Introduction: Ski Bike

Picture of Ski Bike

Take sledding to the next level with this easy to make ski bike using a stripped down bike frame. You can make the mounts for the skis with either metal or wood depending on what you have.

Step 1: Cut Your Metal

Picture of Cut Your Metal

To make the metal version of this ski bike you will want to get some steel strips. I used about 1/8th inch thick. You will want to cut your first to pieces how ever high up you want the bike to be. You can cut the metal with whatever you have that can cut metal. I used an angle grinder. I wanted the front to sit 8 inches high and the back to sit 4 inches high so I cut 2 pieces at 8 inches and 2 pieces at 4 inches. You will cut the the third piece later. You will then want to prop your pieces up in a triangle. The angle doesn't matter too much just what ever looks right. you will then want to weld the top part of this triangle connecting the two pieces.

Step 2: Welding

Picture of Welding

After you have welded the top part you will want to flip it upside down and brace it with something. You then will want to take a bike hub with the bar and bearings out and weld that in the inside of the triangle. To get this bike hub I cut all the spokes on a bike wheel and removed the hub from the center. After you have welded the top of your triangle and hub on the inside you are ready to mount your triangle to another strip of steel. I placed the triangle on the steel and marked two inches from either side of the triangle marked it and then cut it. You will use those two inches to mount it to a ski later. After you have cut your steel line the triangle back up and weld it I place.

**Location labeling rows**

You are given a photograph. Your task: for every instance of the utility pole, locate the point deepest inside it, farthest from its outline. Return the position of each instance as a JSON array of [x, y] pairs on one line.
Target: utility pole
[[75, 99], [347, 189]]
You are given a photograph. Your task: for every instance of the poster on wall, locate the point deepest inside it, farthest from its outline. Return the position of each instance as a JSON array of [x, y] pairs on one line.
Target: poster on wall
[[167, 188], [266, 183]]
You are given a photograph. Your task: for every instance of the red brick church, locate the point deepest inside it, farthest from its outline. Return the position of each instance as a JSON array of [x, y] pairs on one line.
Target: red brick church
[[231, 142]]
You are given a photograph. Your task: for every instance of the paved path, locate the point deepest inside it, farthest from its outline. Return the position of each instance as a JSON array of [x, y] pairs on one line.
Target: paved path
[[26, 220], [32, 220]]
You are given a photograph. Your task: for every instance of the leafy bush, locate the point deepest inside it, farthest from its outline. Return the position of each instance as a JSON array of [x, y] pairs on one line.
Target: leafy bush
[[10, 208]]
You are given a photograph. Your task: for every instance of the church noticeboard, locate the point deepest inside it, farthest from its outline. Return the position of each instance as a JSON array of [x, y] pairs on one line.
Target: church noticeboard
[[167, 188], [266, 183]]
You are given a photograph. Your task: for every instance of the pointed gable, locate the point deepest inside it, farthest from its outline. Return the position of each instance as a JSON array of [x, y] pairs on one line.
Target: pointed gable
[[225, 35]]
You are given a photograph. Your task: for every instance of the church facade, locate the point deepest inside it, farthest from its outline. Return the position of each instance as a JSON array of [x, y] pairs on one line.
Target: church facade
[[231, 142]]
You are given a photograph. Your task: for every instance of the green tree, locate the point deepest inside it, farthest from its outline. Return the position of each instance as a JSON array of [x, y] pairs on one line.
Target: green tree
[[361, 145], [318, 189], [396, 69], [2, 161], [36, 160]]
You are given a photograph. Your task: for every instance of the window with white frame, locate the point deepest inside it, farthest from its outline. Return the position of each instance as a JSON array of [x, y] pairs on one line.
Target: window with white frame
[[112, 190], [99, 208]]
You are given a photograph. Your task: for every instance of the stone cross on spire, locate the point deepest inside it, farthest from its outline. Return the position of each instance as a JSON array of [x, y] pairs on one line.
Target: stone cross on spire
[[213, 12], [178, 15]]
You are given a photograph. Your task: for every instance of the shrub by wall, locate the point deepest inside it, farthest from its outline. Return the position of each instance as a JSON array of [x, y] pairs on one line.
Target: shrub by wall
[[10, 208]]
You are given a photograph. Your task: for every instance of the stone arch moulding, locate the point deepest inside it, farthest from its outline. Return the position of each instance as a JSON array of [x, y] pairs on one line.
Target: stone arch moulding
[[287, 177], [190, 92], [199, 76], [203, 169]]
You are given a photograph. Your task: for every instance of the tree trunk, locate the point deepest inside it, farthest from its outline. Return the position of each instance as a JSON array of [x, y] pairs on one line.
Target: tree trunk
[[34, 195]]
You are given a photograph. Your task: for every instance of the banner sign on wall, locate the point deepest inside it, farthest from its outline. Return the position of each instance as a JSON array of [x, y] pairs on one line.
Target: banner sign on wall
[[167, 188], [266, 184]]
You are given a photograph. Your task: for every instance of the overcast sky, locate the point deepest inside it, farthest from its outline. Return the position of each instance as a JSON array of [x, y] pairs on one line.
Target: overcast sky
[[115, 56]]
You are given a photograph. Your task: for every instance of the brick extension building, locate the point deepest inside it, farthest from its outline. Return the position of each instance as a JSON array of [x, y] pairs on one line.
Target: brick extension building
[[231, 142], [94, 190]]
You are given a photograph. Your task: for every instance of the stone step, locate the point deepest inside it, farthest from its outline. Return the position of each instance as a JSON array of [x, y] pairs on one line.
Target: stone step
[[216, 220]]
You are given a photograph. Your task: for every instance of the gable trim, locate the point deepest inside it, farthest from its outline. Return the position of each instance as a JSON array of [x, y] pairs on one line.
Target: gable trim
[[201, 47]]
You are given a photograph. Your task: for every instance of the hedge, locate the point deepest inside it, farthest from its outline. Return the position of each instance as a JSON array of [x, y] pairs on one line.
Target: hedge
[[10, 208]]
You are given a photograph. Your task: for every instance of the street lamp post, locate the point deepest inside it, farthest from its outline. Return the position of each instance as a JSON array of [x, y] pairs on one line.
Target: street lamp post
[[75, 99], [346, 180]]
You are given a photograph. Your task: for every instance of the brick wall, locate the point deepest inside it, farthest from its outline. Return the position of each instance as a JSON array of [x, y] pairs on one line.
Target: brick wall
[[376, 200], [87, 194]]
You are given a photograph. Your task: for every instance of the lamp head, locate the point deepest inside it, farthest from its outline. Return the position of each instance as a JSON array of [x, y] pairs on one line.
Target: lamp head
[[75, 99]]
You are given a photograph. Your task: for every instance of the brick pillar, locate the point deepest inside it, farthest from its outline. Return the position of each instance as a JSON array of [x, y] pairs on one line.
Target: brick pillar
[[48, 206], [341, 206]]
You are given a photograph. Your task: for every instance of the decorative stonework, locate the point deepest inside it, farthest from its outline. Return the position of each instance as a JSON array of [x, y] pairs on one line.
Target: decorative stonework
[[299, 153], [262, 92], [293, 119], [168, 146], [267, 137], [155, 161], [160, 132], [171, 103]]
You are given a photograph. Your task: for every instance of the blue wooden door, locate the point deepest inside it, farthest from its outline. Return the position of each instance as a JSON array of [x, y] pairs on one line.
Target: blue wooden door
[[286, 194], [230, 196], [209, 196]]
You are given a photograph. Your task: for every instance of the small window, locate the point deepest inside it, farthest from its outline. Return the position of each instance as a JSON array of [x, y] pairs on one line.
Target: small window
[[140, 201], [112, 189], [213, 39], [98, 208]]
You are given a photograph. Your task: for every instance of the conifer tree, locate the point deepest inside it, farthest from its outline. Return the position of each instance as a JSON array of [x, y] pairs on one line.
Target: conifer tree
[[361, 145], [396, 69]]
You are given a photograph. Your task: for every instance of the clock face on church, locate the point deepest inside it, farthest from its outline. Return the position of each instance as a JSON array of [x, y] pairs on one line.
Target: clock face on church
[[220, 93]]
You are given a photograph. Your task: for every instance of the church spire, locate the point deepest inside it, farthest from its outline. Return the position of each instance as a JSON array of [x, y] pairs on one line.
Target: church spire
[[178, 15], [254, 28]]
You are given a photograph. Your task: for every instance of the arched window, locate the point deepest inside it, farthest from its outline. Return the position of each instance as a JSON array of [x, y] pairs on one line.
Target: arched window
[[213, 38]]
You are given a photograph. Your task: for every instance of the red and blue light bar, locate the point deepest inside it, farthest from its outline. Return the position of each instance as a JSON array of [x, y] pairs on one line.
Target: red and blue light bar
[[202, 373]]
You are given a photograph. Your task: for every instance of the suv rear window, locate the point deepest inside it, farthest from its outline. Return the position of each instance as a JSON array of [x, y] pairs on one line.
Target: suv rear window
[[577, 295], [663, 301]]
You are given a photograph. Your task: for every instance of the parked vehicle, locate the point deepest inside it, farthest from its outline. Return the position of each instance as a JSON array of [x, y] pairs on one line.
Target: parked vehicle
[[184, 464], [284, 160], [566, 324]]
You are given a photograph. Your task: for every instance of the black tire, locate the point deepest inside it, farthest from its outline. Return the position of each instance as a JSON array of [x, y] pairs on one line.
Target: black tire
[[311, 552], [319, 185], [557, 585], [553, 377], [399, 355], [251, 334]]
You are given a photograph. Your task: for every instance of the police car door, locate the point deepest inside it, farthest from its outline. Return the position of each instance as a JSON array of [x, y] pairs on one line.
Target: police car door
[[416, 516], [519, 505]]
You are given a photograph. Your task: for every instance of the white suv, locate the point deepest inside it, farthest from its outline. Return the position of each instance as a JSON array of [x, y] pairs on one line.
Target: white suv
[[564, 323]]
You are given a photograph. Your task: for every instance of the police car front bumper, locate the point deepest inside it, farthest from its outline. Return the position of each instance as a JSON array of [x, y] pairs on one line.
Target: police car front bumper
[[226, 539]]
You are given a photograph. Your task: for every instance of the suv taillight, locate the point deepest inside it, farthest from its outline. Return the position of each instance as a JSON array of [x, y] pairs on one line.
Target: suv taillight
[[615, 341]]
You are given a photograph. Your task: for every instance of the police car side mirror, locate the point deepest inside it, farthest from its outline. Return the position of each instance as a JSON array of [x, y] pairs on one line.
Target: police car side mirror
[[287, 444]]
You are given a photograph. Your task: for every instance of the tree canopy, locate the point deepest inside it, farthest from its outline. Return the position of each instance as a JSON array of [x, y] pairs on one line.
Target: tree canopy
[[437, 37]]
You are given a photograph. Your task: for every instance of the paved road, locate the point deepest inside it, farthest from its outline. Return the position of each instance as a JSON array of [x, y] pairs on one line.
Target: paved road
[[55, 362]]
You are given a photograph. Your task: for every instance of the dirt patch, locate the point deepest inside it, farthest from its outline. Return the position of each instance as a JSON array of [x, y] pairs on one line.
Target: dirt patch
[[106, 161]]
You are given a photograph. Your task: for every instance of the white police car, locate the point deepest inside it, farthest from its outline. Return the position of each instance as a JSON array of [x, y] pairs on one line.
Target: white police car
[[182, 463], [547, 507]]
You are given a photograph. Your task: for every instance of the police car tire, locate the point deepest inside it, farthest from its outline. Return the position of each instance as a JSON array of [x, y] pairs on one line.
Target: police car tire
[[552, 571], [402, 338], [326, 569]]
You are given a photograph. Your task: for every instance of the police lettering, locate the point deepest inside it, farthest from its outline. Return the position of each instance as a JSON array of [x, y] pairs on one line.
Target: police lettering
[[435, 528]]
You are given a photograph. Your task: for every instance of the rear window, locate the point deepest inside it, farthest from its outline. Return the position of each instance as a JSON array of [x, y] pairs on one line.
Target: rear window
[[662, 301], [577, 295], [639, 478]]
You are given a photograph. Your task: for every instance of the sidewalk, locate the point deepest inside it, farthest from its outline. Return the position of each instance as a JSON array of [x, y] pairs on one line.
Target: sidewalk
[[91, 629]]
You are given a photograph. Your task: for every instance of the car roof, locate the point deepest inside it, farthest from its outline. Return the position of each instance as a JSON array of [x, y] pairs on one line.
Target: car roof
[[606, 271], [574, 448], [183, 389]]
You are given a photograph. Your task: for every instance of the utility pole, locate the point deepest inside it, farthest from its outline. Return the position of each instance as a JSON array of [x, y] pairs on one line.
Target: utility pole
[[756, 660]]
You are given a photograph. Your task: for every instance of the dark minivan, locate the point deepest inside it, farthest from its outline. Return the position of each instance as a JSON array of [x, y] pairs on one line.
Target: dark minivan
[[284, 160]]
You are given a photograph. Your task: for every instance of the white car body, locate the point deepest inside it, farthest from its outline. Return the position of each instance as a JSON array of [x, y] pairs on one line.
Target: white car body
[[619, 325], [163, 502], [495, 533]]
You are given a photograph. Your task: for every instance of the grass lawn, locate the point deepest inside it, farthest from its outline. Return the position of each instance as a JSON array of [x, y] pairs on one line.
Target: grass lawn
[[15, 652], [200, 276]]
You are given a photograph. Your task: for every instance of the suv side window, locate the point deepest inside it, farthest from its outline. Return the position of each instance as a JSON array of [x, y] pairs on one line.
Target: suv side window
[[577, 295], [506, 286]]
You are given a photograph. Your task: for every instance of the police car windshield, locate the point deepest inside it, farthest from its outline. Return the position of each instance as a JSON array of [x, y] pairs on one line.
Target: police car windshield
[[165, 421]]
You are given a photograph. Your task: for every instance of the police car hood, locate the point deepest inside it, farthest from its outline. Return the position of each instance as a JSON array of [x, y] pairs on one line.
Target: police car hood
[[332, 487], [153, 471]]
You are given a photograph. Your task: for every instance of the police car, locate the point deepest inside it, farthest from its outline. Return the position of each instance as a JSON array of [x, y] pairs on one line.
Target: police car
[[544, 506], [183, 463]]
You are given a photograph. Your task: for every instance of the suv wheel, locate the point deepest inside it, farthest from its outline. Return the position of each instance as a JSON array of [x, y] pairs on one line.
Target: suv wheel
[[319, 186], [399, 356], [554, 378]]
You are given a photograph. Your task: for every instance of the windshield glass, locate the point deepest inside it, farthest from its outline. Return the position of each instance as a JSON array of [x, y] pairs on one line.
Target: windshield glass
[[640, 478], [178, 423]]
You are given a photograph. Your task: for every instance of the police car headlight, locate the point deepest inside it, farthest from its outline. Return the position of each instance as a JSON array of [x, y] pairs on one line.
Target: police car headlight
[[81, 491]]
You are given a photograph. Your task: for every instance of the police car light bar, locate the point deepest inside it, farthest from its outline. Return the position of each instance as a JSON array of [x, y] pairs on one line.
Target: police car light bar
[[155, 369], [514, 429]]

**Task instructions**
• a. In the ski bike instructions, what tool was used to cut the steel strips?
• b. Write the next part of the ski bike instructions, picking up after their final sentence.

**Task answers**
• a. An angle grinder.

• b.
Step 3: Mounting the Skis

Picture of Mounting the Skis

To mount the skis to your triangle bracket you are going to want to counter sink bolts through the bottom of the skis. If you are using snow blades then you can mount in from the top like a binding would. If you are using normal skis the ski will be too thin where you want to mount and you will have to go in from the bottom. I used a large drill bit the size of my bolt head to carefully counter sink them. The bolts I used were 1/4th inch and had a nut on the top of the ski plate to hold them in place. After your triangle is on the ski you will want to put them on the bike. To do this you will want to use a 3/8th in threaded rod through the wheel hub. The bar may have some play in the hub but to fix this you will want to have a washer and nut on each side snugged up. You tighten the inner bolts how hard you want and this will determine how much the ski will pivot when on the bike. Then to secure to the bike you will use a nut and a washer on the outside of the fork. Attaching the back ski is slightly different but the process is mostly the same. You will want to thread a washer and a nut on just like the front and adjust the pivot. The washer and nut may slide slightly inside the pivot. Then you will want put another washer and nut on and tighten that. This will hold the pivot in place and also act as a spacer for the back since it is wider to make room for the cassette.

Step 4: Add Foot Pegs

Picture of Add Foot Pegs

To add foot pegs to your bike I used scrap 1 by 1s screwed together. I made my length 11 1/2 inches but you can do less or more depending on your preference. To secure them to the bike I used a 1/2 inch bolt and nut drilled through the kick stand hole.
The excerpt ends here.